» Exercise
An exact copy of the listing is what is needed; please output it in full.
[Exercise inputs Boundary: Start]
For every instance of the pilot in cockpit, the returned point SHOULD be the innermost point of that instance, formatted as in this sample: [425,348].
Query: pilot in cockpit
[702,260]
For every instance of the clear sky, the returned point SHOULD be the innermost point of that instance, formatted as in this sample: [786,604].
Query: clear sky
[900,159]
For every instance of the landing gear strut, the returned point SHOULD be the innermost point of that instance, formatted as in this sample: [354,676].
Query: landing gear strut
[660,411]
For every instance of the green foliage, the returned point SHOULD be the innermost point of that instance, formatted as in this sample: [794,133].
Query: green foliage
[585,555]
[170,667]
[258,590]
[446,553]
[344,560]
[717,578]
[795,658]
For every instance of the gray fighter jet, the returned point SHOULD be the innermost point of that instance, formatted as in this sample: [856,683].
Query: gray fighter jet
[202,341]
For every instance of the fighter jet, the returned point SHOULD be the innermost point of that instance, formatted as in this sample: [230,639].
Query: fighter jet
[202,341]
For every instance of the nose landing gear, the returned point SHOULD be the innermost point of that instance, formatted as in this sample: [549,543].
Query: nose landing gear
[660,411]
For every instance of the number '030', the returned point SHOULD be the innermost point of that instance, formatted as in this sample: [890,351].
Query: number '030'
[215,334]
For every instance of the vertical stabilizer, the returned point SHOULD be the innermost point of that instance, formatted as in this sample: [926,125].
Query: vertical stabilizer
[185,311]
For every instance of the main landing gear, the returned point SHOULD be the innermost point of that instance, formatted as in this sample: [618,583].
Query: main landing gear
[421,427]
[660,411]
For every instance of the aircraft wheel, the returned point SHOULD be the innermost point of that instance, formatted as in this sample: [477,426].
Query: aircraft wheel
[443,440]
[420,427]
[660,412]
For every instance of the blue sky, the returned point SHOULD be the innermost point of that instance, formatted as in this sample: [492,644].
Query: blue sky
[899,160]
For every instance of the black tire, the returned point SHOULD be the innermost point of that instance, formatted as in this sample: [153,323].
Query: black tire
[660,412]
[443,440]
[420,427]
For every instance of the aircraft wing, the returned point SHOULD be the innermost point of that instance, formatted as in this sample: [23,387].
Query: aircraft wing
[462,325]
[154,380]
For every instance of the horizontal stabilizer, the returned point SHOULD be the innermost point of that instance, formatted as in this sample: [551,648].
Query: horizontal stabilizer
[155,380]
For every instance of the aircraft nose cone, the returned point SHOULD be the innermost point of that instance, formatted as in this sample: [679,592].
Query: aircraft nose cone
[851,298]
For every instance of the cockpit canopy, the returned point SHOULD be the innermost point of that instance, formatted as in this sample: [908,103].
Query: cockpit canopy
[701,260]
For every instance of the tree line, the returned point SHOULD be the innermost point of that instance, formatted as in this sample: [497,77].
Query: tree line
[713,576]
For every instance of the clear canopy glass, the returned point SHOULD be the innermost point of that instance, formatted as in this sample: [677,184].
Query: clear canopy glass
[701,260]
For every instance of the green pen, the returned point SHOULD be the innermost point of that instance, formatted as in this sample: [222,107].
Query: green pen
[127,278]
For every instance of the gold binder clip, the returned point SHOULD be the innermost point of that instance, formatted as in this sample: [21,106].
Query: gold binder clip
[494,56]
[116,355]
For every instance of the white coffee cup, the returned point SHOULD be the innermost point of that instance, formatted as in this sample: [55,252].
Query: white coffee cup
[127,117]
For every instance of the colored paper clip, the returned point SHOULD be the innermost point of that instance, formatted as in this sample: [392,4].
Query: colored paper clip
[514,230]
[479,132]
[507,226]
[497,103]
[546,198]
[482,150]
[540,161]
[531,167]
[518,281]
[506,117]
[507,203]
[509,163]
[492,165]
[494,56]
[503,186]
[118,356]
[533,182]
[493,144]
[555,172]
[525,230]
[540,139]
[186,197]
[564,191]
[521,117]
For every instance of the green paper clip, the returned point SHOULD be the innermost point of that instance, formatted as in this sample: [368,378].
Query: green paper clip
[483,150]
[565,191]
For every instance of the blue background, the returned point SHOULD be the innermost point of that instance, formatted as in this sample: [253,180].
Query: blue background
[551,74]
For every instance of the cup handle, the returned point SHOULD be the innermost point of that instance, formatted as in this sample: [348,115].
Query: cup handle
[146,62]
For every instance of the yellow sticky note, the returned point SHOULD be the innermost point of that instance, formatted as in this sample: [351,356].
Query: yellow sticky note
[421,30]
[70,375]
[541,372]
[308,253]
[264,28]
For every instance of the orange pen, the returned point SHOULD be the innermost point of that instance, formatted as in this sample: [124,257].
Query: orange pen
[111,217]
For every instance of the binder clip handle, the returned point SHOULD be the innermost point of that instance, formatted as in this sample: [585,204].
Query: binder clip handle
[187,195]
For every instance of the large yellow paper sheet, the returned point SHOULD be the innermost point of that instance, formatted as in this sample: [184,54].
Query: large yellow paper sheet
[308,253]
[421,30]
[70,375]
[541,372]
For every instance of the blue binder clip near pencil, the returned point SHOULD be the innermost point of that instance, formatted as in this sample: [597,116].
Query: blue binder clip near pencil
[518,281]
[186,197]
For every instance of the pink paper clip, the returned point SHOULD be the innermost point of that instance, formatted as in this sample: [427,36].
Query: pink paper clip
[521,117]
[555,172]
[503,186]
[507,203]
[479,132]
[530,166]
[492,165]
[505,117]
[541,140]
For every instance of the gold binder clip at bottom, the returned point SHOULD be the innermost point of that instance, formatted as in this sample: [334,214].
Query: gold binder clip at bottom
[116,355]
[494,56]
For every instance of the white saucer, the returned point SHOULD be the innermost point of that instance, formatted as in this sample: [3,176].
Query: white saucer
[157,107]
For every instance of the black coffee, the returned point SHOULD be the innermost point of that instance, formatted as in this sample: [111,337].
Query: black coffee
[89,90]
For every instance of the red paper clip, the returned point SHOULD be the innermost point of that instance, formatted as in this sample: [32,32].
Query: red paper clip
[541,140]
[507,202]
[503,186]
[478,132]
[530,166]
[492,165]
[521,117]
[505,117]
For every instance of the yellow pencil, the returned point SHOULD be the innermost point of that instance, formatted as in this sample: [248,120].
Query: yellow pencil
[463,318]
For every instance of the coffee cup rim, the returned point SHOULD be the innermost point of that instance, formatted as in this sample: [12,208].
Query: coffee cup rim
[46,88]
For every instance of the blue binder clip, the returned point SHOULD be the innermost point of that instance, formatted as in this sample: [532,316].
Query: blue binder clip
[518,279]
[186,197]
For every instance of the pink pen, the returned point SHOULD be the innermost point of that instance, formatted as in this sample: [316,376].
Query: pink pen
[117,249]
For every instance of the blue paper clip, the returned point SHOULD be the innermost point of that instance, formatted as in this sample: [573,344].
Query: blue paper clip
[Exercise inputs Boundary: End]
» Solution for this problem
For every instance of the pilot in cockpit, the returned point SHOULD be the innermost point of that instance, formatted as in this sample: [425,348].
Query: pilot in cockpit
[702,260]
For every instance of the clear sky, the returned point SHOULD be the innermost point of that instance, formatted as in this sample: [786,604].
Query: clear sky
[900,159]
For every instance of the landing gear strut, the returned point SHOULD be the innermost point of that instance, formatted as in this sample: [354,676].
Query: landing gear strut
[660,411]
For every instance of the green foliage, the returned point SHOULD be the innermost point of that instance, formatted as in this sample: [794,133].
Query: green foliage
[585,555]
[170,667]
[258,590]
[446,553]
[344,560]
[717,578]
[795,658]
For every instance of the gray fighter jet, the returned point SHOULD be the innermost point of that instance, formatted as in this sample: [856,683].
Query: gray fighter jet
[202,341]
For every instance of the fighter jet, the returned point SHOULD be the innermost point of that instance, formatted as in this sample: [230,639].
Query: fighter jet
[202,341]
For every instance of the nose landing gear, the returned point SHOULD be the innermost point of that instance, formatted as in this sample: [549,543].
Query: nose landing gear
[660,411]
For every instance of the number '030', the returned point SHOULD be the innermost point of that instance, formatted as in this sample: [890,351].
Query: number '030'
[215,334]
For every instance of the vertical stabilizer, the returned point SHOULD be the innermost point of that instance, formatted as in this sample: [926,125].
Query: vertical stabilizer
[185,311]
For every instance of the main landing gear, the returned point SHOULD be the innermost point of that instance, formatted as in this sample: [618,583].
Query: main landing gear
[421,427]
[660,411]
For every instance of the aircraft wheel, the returned point SHOULD be the innermost point of that instance, formatted as in this sample: [477,426].
Query: aircraft wheel
[443,440]
[420,427]
[660,412]
For every instance of the blue sky, the returned point SHOULD be the innermost point of that instance, formatted as in this sample: [492,644].
Query: blue sky
[899,160]
For every instance of the black tire, the returned point SHOULD be the innermost point of that instance, formatted as in this sample: [153,323].
Query: black tire
[660,412]
[443,440]
[420,427]
For every instance of the aircraft wing, the returned point SHOULD be the innermost point of that instance, formatted as in this sample: [23,387].
Query: aircraft wing
[462,325]
[154,380]
For every instance of the horizontal stabilizer, the returned point SHOULD be the innermost point of that instance, formatted as in this sample: [551,648].
Query: horizontal stabilizer
[155,380]
For every instance of the aircraft nose cone, the returned point SHOULD be the innermost point of that instance, formatted as in this sample: [679,592].
Query: aircraft nose cone
[851,298]
For every instance of the cockpit canopy, the returned point SHOULD be the innermost point of that instance, formatted as in this sample: [908,103].
Query: cockpit canopy
[701,260]
For every instance of the tree line, the returned point SHOULD be the innermost point of that instance, formatted as in this sample: [497,77].
Query: tree line
[713,576]
For every instance of the clear canopy glass, the returned point SHOULD be the innermost point of that instance, formatted as in this sample: [677,184].
Query: clear canopy glass
[701,260]
For every instance of the green pen, the returned point SHOULD be the innermost point of that instance, formatted as in this sample: [222,107].
Query: green pen
[127,278]
For every instance of the gold binder clip, the returned point SHOULD be the innermost point of that instance, formatted as in this sample: [21,106].
Query: gold binder clip
[494,56]
[116,355]
For every instance of the white coffee cup, the returned point SHOULD be the innermost point of that instance, formatted as in this sample: [55,252].
Query: white coffee cup
[127,117]
For every instance of the colored paper clip, the returned point SHOULD be the innermost point of that instance, formatted as in this sample: [392,4].
Query: colored paper clip
[514,230]
[479,132]
[507,226]
[497,103]
[546,198]
[482,150]
[540,161]
[531,167]
[518,281]
[506,117]
[507,203]
[509,163]
[492,165]
[494,56]
[503,186]
[118,356]
[533,182]
[493,144]
[555,172]
[525,230]
[540,139]
[186,197]
[564,191]
[521,117]
For every instance of the green paper clip, the returned point SHOULD be the innermost point of that instance, formatted as in this sample: [368,378].
Query: green paper clip
[483,150]
[565,191]
For every instance of the blue background, the returned point SHOULD be the innermost point of that instance, formatted as in this sample: [253,180].
Query: blue background
[551,74]
For every instance of the cup handle, the returned point SHOULD be the innermost point of that instance, formatted as in this sample: [348,115].
Query: cup handle
[146,62]
For every instance of the yellow sticky note, the returned point SHOULD be the innermost point of that instance, formatted as in this sample: [351,356].
Query: yellow sticky note
[421,30]
[70,375]
[541,372]
[308,253]
[264,28]
For every instance of the orange pen, the returned point SHOULD be the innermost point of that instance, formatted as in this sample: [124,257].
Query: orange pen
[111,217]
For every instance of the binder clip handle, the returned point SHOULD be the innermost point of that instance, formatted as in this sample: [585,204].
Query: binder clip handle
[187,195]
For every instance of the large yellow paper sheet, the returned point SHOULD be the innermost point of that instance, formatted as in this sample: [184,54].
Query: large yellow paper sheet
[308,253]
[421,30]
[70,375]
[541,372]
For every instance of the blue binder clip near pencil, the returned point SHOULD be the innermost point of that instance, formatted as in this sample: [597,116].
Query: blue binder clip near pencil
[518,281]
[186,197]
For every instance of the pink paper clip, the returned point SHOULD be the innermost point of that instance, formatted as in this sample: [427,36].
Query: pink paper clip
[521,117]
[555,172]
[503,186]
[507,203]
[479,132]
[530,166]
[492,165]
[505,117]
[541,140]
For every instance of the gold binder clip at bottom, the returned point SHOULD be the innermost point of that instance, formatted as in this sample: [334,214].
Query: gold binder clip at bottom
[116,355]
[494,56]
For every instance of the white saucer, the returned point SHOULD be the innermost point of that instance, formatted as in this sample: [3,176].
Query: white saucer
[157,107]
For every instance of the black coffee, the returned point SHOULD be the innermost point of that instance, formatted as in this sample: [111,337].
Query: black coffee
[89,90]
For every instance of the red paper clip, the returned point SHOULD be the innermost point of that instance, formatted as in this sample: [32,32].
Query: red paper clip
[541,140]
[507,202]
[503,186]
[478,132]
[530,166]
[492,165]
[521,117]
[505,117]
For every instance of the yellow pencil, the returned point SHOULD be the innermost point of that instance, formatted as in this sample: [248,120].
Query: yellow pencil
[463,318]
For every instance of the coffee cup rim, the returned point SHOULD be the innermost point of that instance, formatted as in this sample: [12,208].
Query: coffee cup rim
[46,88]
For every instance of the blue binder clip, the returned point SHOULD be the innermost point of that instance, formatted as in this sample: [532,316].
Query: blue binder clip
[518,279]
[186,197]
For every instance of the pink pen, the returned point SHOULD be the innermost point of that instance, formatted as in this sample: [316,376].
Query: pink pen
[117,249]
For every instance of the blue paper clip, the returned point SHOULD be the innermost point of that instance, formatted as in this sample: [573,344].
Query: blue paper clip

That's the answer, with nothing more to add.